* **What is asked**
Continue the essay on calculator use and children's number sense, starting right after its final sentence.

How to Let Kids Use Calculators Without Ruining Their Ability to Think Numerically


Hi folks,

Now that summer has officially begun, I’m enjoying a certain distance from the heat of the school year, and that distance gives me a chance to reflect.

One set of ideas that my mind keeps poking around again and again is this:  a) the weakness in actual number sense among today’s elementary and secondary students,
b) the concomitant modern focus on teaching Number Sense during these school years, and c) the now-rampant overuse of calculators.

I find it interesting that Number Sense has become a “big important new topic” that math instructors are required to teach. I also find it interesting that the new focus on Number Sense has been growing steadily at the very same time that students in so many parts of our country have become more and more calculator dependent.

Could there be a connection?

Yes, undoubtedly! Back when I set up shop tutoring math, K-12, in 1990, Santa Fe (NM) Public School students were not permitted to use calculators willy-nilly. Because of that, our students were not calculator-dependent. Students were expected to know the truths of arithmetic forwards and backwards, and wouldn’t have dreamed of reaching for a calculator to find the value of something so simple as, say, 7 + 5, as happens routinely today. Yes, routinely! I should know; I’m a professional math tutor.

What’s more, I’d say that students in the 1990s generally understood concepts such as odd and even numbers, prime and composite numbers, how to prime factorize, how to find the GCF and the LCM, and the many other skills that are part of the “new area of math instruction we call Number Sense.

That’s because teachers used to require students to use their minds to work with numbers. Students used to grind out 7/18 + 5/12 by hand, not by pressing buttons. They used to figure out the LCM of 22 and 30 by using an algorithm rather than by tapping an app. They used to prime factorize numbers using the good old factor tree and simplify radicals by thinking rather than by pressing a sequence of buttons and scrolling through the numbers flashing across their LCDs.

* **Recorded data**

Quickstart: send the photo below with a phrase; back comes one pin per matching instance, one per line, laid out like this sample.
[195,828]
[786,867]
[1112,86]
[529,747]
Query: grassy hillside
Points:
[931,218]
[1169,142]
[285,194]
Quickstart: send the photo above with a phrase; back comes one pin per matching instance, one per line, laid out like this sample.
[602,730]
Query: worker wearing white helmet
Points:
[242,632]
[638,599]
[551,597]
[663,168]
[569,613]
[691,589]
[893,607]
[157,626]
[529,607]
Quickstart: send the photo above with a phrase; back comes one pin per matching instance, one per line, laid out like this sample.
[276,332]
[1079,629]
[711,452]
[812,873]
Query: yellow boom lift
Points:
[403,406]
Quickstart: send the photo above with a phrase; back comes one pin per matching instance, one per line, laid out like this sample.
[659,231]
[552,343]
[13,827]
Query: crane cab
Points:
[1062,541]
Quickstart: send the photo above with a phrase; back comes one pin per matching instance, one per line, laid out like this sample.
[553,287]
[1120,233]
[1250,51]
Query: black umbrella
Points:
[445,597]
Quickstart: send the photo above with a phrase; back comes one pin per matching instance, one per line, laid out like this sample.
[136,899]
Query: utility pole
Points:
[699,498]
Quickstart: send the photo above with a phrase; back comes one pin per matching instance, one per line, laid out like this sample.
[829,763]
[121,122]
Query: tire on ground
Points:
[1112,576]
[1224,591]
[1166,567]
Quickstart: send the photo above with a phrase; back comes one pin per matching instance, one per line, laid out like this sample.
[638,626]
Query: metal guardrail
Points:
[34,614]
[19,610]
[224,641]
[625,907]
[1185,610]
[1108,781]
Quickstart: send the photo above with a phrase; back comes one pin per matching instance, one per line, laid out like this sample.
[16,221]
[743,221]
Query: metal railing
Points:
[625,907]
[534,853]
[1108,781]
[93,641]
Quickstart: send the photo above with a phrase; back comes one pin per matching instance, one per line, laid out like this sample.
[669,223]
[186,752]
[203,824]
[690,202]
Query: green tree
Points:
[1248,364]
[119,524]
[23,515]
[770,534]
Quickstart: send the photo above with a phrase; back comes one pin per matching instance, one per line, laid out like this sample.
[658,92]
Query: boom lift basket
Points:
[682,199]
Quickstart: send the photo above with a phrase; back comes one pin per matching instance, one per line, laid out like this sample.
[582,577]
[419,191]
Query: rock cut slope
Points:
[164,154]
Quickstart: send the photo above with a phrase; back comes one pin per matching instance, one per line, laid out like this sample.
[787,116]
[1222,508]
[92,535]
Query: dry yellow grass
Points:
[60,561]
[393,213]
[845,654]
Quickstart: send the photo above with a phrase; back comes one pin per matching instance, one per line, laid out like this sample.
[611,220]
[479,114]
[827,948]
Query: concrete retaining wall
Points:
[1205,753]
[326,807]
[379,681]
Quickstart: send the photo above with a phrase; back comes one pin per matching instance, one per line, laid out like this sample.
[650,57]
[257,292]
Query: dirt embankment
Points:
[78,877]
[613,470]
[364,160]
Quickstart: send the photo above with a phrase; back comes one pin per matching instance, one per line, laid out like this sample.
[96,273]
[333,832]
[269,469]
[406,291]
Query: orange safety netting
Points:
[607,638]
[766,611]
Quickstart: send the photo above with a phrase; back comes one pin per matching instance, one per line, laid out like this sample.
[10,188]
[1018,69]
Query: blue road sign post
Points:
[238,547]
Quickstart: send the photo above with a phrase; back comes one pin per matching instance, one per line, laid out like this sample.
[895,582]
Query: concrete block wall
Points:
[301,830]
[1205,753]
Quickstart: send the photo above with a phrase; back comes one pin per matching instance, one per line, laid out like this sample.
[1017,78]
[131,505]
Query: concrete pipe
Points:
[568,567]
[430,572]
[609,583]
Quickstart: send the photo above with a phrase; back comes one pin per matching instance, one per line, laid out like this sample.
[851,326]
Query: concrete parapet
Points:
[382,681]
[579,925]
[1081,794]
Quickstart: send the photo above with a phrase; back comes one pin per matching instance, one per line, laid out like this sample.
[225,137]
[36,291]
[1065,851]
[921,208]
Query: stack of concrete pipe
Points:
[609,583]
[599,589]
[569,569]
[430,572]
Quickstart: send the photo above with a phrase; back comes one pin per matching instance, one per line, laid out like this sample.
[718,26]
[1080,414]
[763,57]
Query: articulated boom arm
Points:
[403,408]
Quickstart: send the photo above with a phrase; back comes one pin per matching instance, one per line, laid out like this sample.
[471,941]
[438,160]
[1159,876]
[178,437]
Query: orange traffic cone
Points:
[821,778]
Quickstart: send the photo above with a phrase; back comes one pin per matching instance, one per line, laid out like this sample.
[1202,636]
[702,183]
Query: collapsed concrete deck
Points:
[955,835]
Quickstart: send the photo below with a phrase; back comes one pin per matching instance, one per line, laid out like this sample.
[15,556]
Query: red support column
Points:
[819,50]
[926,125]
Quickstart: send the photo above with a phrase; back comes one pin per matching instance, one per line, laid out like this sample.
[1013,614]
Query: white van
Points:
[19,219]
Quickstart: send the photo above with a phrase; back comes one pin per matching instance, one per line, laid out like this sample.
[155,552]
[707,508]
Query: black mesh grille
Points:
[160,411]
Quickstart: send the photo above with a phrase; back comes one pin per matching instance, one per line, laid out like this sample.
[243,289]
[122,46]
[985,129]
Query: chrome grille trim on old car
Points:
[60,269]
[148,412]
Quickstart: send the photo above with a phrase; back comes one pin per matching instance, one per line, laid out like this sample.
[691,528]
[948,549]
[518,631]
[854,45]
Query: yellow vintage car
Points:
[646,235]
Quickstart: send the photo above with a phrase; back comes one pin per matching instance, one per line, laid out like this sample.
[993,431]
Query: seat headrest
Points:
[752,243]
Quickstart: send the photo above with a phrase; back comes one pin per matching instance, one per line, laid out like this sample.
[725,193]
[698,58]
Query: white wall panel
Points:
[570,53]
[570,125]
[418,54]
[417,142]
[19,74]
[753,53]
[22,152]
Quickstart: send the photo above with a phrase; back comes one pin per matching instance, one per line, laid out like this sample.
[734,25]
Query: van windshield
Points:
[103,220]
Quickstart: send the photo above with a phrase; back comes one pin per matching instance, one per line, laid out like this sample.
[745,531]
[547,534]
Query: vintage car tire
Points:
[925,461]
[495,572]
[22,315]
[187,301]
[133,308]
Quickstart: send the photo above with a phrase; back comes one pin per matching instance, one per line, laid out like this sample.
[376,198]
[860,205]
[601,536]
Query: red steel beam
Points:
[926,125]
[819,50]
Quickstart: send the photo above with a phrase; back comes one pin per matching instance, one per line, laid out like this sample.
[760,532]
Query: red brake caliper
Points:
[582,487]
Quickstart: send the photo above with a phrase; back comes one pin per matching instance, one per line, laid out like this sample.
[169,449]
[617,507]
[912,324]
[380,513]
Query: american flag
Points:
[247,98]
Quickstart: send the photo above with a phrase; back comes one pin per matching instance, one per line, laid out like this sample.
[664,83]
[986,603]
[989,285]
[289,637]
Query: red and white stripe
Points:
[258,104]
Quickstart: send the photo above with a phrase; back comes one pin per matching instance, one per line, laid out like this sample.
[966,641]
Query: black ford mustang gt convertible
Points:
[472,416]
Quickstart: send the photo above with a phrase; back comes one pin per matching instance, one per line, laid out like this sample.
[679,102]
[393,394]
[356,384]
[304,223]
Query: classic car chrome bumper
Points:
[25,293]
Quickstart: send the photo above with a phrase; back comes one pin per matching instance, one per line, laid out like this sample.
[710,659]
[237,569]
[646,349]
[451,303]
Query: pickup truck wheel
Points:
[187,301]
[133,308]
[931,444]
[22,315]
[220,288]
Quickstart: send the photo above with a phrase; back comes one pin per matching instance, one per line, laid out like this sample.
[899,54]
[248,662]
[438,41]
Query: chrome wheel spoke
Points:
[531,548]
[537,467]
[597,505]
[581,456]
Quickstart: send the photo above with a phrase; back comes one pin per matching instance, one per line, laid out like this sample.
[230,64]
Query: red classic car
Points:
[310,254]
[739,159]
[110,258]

* **Reply**
You can probably see where I’m going with this. Today’s math students have become overly calculator dependent. That dependence on calculators, in turn, has made them deficient at the skills in the topic area we call Number Sense. And precisely because today’s students are so deficient at number sense, precisely because they have been allowed to become so dependent on their e-devices rather than on their mental devices, curriculum designers have devised this whole new area of math, Number Sense, that now gets taught as its own “thing” rather than being an integral thread of everyday math instruction. Number sense used to be something students developed naturally, by mentally working with numbers, day-in, day-out, using paper and pencil and mental math.

Lest I be called a Luddite, I’m not saying that calculators have no place in the math curriculum. But as a tutor who has helped students with math for some 27 years now, I can say with certainty that today’s students’ innate ability to work with numbers, play with numbers and calculate with numbers has been dulled and frankly allowed to atrophy because calculators have become an all-too-easy, all-too-available crutch.

In this way, math curricula and math educators who overly promote calculator usage have done a great disservice to students. The good news, though, is that  teachers could correct course without too much trouble.

Teachers could still allow students to use calculators, quite appropriately, for higher-order processes — such as graphing two functions to see where they intersect, and to see if the answer found that way comports with the answer attained by solving the systems simultaneously by hand — while at the same time disallowing calculator usage for arithmetic calculations.

I’d like to see teachers get their students back to basics in this way because, from my perspective, we’re raising a new generation of students, many of whom have little ability to calculate mentally and little understanding of how numbers work. As a result, these children (soon-to-be adults) are unnecessarily vulnerable.

They’re vulnerable because they cannot tell if they are receiving the correct change from a cashier. They’re vulnerable because they cannot tell if their car or home interest payment is correct. And they’re vulnerable in a larger sense because they lack the ability to easily think numerically, i.e., quantitatively. And when people lack the fundamental ability to think quantitatively, even having a calculator won’t save them in many situations. That’s because they might not even know what operation to do to find a solution in a real-world situation.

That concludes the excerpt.